── TEKS YANG DITAMPILKAN ──
Surat Edaran PBB-P2 Hanya Imbauan, Pemkab Manggarai Jamin Anak Tetap sekolah

Wens sedan
Kadis PPO Kabupaten Manggarai, Memantau Proses Pelaksanaan Ujian Sekolah di SMPN 8 Satarmese. Foto: Aristo

Petanttnews.com-Ruteng, Polemik seputar surat edaran terkait pelunasan Pajak Bumi dan Bangunan Perdesaan dan Perkotaan (PBB-P2) yang dikaitkan dengan proses Penerimaan Peserta Didik Baru (PPDB) di Manggarai, kini dijawab secara tegas oleh Pemerintah Kabupaten Manggarai melalui Dinas Pendidikan, Kepemudaan, dan Olahraga (PPO).

Dalam klarifikasinya, pemerintah menekankan bahwa surat edaran tersebut tidak memiliki kekuatan mengikat sebagai syarat mutlak masuk sekolah.

Kepala Dinas PPO, Wens Sedan, menyampaikan bahwa substansi utama surat edaran itu adalah edukasi. Bukan alat untuk menekan, membatasi, apalagi menghalangi hak anak-anak dalam mendapatkan layanan pendidikan.

Surat itu, menurut Wens, hanya dimaksudkan untuk mengingatkan orang tua tentang kewajibannya sebagai warga negara yang baik, salah satunya adalah dengan membayar pajak daerah.

“Sebetulnya esensi surat edaran itu tidak untuk menghalangi hak anak sekolah. Surat ini hanya mengingatkan orang tua agar tetap menjalankan kewajiban membayar pajak,” ujarnya saat dikonfirmasi, Jumat (28/6/2025).

Wens menjelaskan lebih lanjut bahwa surat itu bersifat internal. Artinya, hanya menjadi pedoman teknis bagi kepala sekolah dalam mendata orang tua yang telah atau belum menyelesaikan kewajiban perpajakan mereka.

Hal ini juga merupakan bagian dari strategi pemerintah dalam membangun sinergi lintas sektor, terutama dalam mengoptimalkan Pendapatan Asli Daerah (PAD).

“Surat edaran ini juga menjadi informasi bagi kepala sekolah bahwa ada beberapa orang tua yang belum sempat melunasi PBB-nya. Namun, penerimaan siswa baru tetap berjalan aman dan lancar,” katanya.

Hingga kini, tidak ditemukan laporan dari sekolah maupun masyarakat tentang adanya siswa yang ditolak karena belum melunasi PBB. Justru sebaliknya, proses PPDB berjalan normal tanpa hambatan.

“Ini lebih pada edukasi bagi masyarakat tentang pentingnya menjalankan kewajiban sebagai warga negara. Tidak ada larangan anak sekolah hanya karena pajak belum lunas,” tegas Wens.
───
── KUMPULAN DATA ──
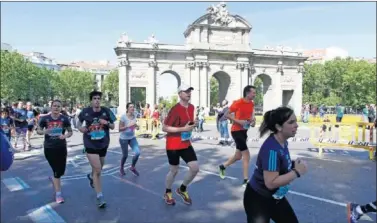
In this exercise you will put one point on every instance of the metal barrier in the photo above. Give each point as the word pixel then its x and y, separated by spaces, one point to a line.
pixel 148 127
pixel 343 135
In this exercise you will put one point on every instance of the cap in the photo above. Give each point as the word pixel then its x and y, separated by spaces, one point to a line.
pixel 184 87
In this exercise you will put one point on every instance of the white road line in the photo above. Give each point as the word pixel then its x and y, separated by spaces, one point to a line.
pixel 211 173
pixel 318 198
pixel 292 192
pixel 45 214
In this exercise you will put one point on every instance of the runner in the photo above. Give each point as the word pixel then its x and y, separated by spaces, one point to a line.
pixel 6 155
pixel 127 125
pixel 243 118
pixel 30 122
pixel 355 211
pixel 53 127
pixel 98 120
pixel 179 125
pixel 264 197
pixel 6 123
pixel 20 124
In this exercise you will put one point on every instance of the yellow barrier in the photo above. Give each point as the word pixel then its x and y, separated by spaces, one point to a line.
pixel 148 126
pixel 343 135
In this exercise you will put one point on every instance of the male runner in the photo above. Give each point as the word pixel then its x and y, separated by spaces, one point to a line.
pixel 98 121
pixel 179 124
pixel 243 118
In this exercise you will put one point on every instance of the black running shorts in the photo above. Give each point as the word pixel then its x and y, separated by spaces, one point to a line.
pixel 100 152
pixel 240 139
pixel 188 155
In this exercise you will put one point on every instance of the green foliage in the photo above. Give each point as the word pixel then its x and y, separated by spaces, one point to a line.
pixel 110 86
pixel 138 94
pixel 346 81
pixel 21 79
pixel 214 93
pixel 258 83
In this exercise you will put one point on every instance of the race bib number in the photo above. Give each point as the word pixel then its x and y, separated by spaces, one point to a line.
pixel 97 135
pixel 130 131
pixel 186 136
pixel 246 126
pixel 5 129
pixel 55 132
pixel 281 192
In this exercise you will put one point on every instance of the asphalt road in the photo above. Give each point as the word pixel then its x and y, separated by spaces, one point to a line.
pixel 338 177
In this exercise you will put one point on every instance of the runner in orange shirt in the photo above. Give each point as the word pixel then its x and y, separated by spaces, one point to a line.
pixel 243 118
pixel 179 125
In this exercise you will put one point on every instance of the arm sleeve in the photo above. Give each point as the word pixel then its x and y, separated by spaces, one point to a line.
pixel 6 153
pixel 234 107
pixel 171 117
pixel 66 123
pixel 81 116
pixel 270 160
pixel 42 123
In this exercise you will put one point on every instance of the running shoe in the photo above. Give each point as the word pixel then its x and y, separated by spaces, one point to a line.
pixel 352 215
pixel 121 171
pixel 90 180
pixel 168 197
pixel 184 195
pixel 101 202
pixel 222 172
pixel 134 171
pixel 59 199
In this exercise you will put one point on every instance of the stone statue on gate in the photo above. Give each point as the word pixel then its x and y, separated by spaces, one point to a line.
pixel 220 14
pixel 124 40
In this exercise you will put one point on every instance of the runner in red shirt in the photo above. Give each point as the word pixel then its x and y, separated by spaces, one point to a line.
pixel 179 125
pixel 243 110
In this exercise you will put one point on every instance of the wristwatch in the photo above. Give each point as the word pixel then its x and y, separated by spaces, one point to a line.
pixel 297 173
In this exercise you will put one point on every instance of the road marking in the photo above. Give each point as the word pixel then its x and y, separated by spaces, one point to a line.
pixel 15 184
pixel 108 172
pixel 317 158
pixel 211 173
pixel 45 214
pixel 143 188
pixel 318 198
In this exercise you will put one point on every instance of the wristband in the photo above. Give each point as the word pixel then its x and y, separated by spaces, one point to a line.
pixel 297 173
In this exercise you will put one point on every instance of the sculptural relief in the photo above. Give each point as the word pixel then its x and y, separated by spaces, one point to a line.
pixel 220 14
pixel 124 40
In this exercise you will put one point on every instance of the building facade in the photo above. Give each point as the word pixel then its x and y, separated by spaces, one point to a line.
pixel 99 69
pixel 40 60
pixel 217 45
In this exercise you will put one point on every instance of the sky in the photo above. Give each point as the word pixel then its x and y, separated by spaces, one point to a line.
pixel 69 31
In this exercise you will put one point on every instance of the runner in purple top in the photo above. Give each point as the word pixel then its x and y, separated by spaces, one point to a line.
pixel 264 197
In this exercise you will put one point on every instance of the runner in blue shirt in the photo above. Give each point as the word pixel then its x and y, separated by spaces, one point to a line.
pixel 264 197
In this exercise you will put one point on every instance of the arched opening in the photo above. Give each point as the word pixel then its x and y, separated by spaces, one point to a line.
pixel 168 82
pixel 262 83
pixel 219 85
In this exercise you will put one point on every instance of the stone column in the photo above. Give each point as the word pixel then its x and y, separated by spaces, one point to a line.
pixel 243 75
pixel 123 69
pixel 195 83
pixel 151 90
pixel 297 93
pixel 203 84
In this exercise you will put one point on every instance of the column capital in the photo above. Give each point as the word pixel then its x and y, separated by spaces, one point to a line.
pixel 279 68
pixel 123 62
pixel 190 64
pixel 152 63
pixel 242 65
pixel 202 64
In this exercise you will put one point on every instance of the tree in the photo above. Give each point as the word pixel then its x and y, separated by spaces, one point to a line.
pixel 258 84
pixel 214 91
pixel 138 94
pixel 345 81
pixel 111 86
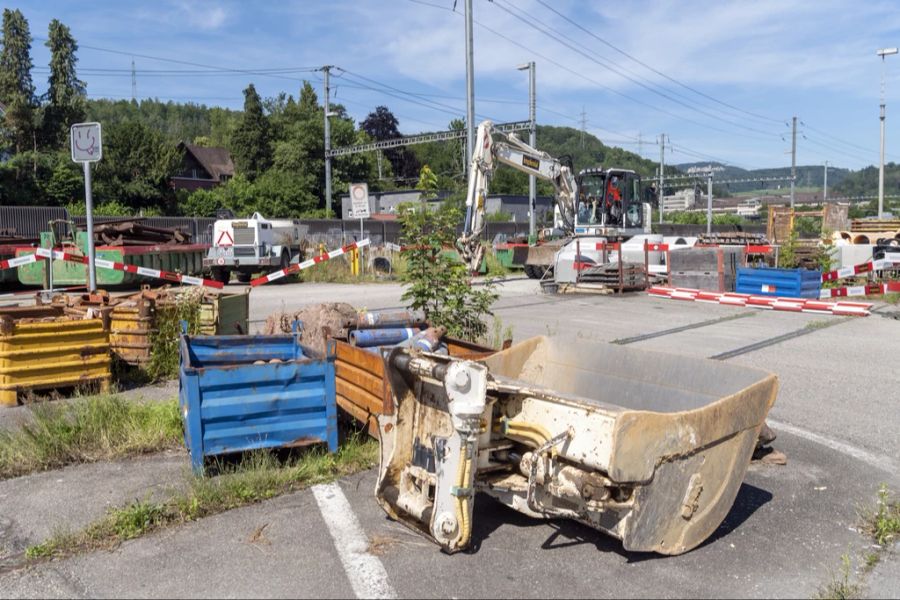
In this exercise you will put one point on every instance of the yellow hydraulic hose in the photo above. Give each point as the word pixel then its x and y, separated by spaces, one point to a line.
pixel 462 510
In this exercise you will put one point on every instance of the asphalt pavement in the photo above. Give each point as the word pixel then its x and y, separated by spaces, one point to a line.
pixel 836 417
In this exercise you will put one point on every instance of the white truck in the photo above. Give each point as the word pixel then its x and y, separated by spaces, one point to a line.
pixel 247 246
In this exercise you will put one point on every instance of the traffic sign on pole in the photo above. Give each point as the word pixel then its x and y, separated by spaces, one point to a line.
pixel 87 147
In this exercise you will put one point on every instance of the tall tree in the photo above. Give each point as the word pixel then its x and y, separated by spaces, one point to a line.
pixel 382 125
pixel 251 146
pixel 66 93
pixel 16 87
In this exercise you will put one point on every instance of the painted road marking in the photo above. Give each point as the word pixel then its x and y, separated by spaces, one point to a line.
pixel 365 572
pixel 879 462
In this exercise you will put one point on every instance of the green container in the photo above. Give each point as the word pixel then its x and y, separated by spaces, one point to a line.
pixel 184 259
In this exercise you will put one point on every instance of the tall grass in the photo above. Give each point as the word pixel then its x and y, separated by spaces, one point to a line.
pixel 260 476
pixel 87 430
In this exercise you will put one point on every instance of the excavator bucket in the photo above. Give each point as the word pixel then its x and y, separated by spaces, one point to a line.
pixel 648 447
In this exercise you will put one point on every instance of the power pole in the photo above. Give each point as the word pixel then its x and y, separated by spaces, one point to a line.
pixel 532 141
pixel 709 201
pixel 327 69
pixel 793 159
pixel 583 125
pixel 470 88
pixel 662 174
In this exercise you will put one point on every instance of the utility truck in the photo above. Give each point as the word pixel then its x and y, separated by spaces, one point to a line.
pixel 248 246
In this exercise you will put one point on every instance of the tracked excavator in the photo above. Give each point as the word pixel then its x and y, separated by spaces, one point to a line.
pixel 598 205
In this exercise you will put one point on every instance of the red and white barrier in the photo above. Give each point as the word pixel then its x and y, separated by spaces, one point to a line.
pixel 860 309
pixel 873 289
pixel 102 263
pixel 308 263
pixel 12 263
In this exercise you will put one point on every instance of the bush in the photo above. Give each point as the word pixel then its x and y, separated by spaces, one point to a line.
pixel 437 284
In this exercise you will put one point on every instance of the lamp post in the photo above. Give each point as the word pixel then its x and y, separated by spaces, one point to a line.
pixel 882 53
pixel 532 141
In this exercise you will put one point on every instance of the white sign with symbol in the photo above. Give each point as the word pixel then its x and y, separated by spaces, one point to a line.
pixel 359 199
pixel 86 146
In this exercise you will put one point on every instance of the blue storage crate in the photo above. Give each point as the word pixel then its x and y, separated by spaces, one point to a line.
pixel 786 283
pixel 229 404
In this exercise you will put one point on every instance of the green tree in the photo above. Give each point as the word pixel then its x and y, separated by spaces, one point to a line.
pixel 66 93
pixel 251 147
pixel 427 182
pixel 16 86
pixel 436 282
pixel 137 166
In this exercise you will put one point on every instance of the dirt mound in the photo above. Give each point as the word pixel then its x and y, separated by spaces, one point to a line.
pixel 314 317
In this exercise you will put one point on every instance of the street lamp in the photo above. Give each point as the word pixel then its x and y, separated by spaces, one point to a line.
pixel 532 140
pixel 882 53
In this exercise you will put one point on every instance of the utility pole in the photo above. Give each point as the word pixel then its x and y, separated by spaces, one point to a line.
pixel 709 200
pixel 532 141
pixel 793 159
pixel 882 53
pixel 327 69
pixel 470 88
pixel 662 173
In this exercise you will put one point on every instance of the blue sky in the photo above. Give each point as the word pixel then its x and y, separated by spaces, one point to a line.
pixel 721 78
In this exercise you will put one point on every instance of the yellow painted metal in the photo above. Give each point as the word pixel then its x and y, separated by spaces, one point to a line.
pixel 56 353
pixel 129 330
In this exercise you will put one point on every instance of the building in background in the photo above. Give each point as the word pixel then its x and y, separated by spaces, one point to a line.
pixel 203 168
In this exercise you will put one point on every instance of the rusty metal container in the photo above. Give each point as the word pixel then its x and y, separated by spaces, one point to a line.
pixel 363 392
pixel 43 348
pixel 650 448
pixel 133 320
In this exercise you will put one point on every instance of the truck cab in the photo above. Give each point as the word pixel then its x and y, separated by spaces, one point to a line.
pixel 247 246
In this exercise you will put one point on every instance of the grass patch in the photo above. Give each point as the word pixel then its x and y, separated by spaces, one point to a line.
pixel 259 476
pixel 842 585
pixel 882 523
pixel 164 339
pixel 88 430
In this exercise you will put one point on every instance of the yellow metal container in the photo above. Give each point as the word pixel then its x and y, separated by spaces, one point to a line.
pixel 129 329
pixel 53 352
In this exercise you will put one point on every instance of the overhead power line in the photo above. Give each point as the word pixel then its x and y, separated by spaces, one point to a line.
pixel 650 68
pixel 593 57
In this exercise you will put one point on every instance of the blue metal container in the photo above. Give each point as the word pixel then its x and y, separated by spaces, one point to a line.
pixel 786 283
pixel 229 404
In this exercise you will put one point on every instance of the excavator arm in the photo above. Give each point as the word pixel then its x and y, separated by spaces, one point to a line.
pixel 515 153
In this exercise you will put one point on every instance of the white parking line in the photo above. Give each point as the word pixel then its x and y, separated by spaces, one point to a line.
pixel 365 572
pixel 879 462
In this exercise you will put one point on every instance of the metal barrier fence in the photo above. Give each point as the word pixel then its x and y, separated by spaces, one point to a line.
pixel 30 221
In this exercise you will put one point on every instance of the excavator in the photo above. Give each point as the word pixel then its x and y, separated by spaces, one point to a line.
pixel 647 447
pixel 597 205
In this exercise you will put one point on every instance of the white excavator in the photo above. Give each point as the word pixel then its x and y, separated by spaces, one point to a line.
pixel 595 207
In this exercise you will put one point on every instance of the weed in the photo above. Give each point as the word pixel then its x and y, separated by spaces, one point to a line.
pixel 88 430
pixel 841 586
pixel 883 522
pixel 259 476
pixel 164 340
pixel 497 335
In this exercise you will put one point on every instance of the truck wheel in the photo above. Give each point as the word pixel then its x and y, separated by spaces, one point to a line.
pixel 222 275
pixel 534 271
pixel 284 263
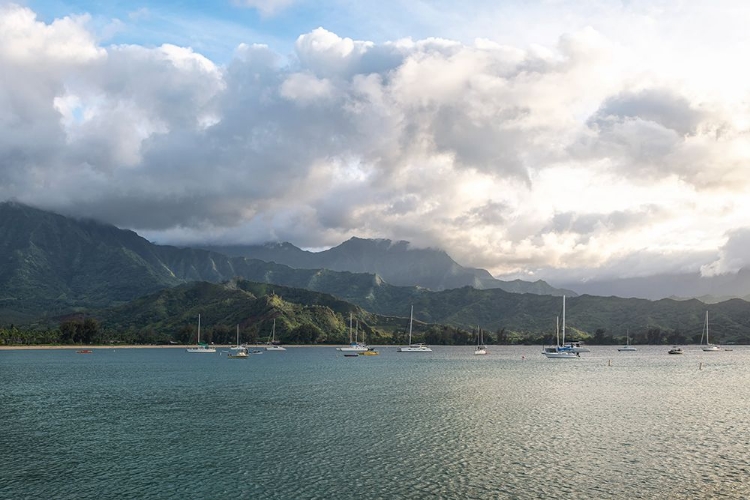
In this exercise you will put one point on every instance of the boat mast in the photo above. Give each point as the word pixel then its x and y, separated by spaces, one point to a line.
pixel 707 341
pixel 563 320
pixel 411 317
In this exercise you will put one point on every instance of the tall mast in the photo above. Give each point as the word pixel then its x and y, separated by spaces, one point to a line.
pixel 563 319
pixel 411 317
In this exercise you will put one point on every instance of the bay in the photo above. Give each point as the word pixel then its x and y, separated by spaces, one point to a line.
pixel 309 423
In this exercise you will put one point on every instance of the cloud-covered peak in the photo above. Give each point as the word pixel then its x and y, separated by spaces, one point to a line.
pixel 536 159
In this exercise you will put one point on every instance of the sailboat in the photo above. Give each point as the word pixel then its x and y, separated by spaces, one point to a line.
pixel 560 351
pixel 709 347
pixel 627 346
pixel 413 347
pixel 354 345
pixel 272 344
pixel 200 347
pixel 481 348
pixel 237 351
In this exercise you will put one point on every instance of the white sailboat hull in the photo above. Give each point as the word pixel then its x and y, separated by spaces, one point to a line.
pixel 560 354
pixel 414 348
pixel 353 348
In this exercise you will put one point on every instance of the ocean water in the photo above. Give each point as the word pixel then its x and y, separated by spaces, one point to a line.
pixel 309 423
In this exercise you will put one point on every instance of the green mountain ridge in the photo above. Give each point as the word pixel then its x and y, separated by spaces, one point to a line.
pixel 395 261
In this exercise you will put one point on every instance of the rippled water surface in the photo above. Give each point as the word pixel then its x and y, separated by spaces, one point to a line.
pixel 310 423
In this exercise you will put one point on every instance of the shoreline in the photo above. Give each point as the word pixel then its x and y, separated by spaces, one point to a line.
pixel 138 346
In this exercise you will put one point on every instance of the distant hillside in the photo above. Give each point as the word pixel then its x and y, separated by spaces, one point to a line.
pixel 300 316
pixel 52 265
pixel 396 262
pixel 524 317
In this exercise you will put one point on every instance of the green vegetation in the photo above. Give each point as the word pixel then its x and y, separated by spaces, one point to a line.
pixel 308 317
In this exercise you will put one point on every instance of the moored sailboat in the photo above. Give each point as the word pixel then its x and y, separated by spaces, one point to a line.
pixel 481 348
pixel 413 347
pixel 354 345
pixel 237 351
pixel 560 351
pixel 627 346
pixel 708 347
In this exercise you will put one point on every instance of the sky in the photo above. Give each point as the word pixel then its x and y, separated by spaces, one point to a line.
pixel 568 141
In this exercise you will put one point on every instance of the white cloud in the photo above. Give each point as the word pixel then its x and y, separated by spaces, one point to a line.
pixel 574 156
pixel 266 7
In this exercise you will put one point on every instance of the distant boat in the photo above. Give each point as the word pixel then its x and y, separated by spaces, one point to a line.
pixel 201 347
pixel 413 347
pixel 354 345
pixel 627 346
pixel 481 348
pixel 273 345
pixel 237 351
pixel 576 347
pixel 708 347
pixel 560 351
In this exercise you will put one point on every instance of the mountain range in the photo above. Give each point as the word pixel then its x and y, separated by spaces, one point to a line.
pixel 396 262
pixel 51 265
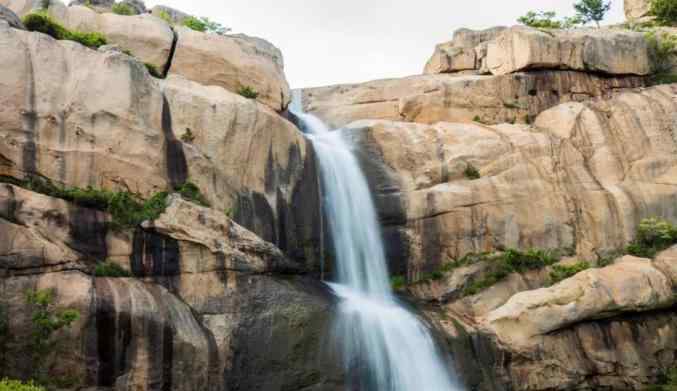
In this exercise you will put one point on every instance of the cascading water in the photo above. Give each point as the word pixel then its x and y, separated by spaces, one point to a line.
pixel 385 347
───
DESKRIPSI TUGAS: Tolong lanjutkan berita tentang surat edaran PBB-P2 dan PPDB di Manggarai mulai setelah kalimat terakhirnya.

SOAL TERJAWAB:
Kebijakan ini sejatinya membuka ruang transparansi. Data yang terkumpul dari proses PPDB akan dimanfaatkan untuk memetakan tingkat kepatuhan wajib pajak di Manggarai.

Bagi yang sudah membayar, cukup melampirkan bukti. Bagi yang belum, tidak diwajibkan. Dengan begitu, tidak ada tekanan, tetapi tetap ada upaya pencatatan yang bermanfaat untuk perencanaan ke depan.

Melalui pendekatan ini, pemerintah ingin menanamkan kesadaran kolektif bahwa membayar pajak bukan hanya kewajiban hukum, melainkan bagian dari tanggung jawab sosial yang berujung pada manfaat bersama.

“Kita terlalu dini menyimpulkan bahwa himbauan ini menghalangi anak untuk memperoleh pendidikan. Tetapi ini murni bagian dari upaya kerja kolaboratif OPD untuk mengingatkan kita semua taat terhadap meningkatkan PAD,” tambahnya.

Lebih jauh, Wens menekankan bahwa pelunasan PBB tidak menjadi syarat mutlak diterimanya anak di sekolah. Setiap anak tetap berhak mendapatkan pendidikan, tanpa diskriminasi berbasis kondisi ekonomi keluarganya.

“Itu bukan syarat tapi bagaimna mengingatkan pentingan menaati ketaatan pajak,” pungkasnya.

Ia juga menilai bahwa orang tua yang telah membayar pajak memberi contoh positif kepada masyarakat luas. Pajak yang dibayarkan, menurutnya, memiliki dampak langsung terhadap PAD, yang nantinya dikembalikan ke masyarakat dalam bentuk pelayanan publik, seperti fasilitas pendidikan, infrastruktur, dan layanan sosial lainnya.

“Pajak itu berdampak pada PAD. Dan hasilnya akan kembali ke masyarakat melalui pembangunan fasilitas,” tambahnya.

Menanggapi kritik dan respons publik, Wens juga menunjukkan sikap terbuka. Ia menyambut baik masukan masyarakat sebagai bagian dari proses demokratis dalam tata kelola pemerintahan.

“Kita tidak berjalan sendiri, kritikan masyarakat bagian upaya peduli dunia pendidikan kita”, ujarnya mengakhiri.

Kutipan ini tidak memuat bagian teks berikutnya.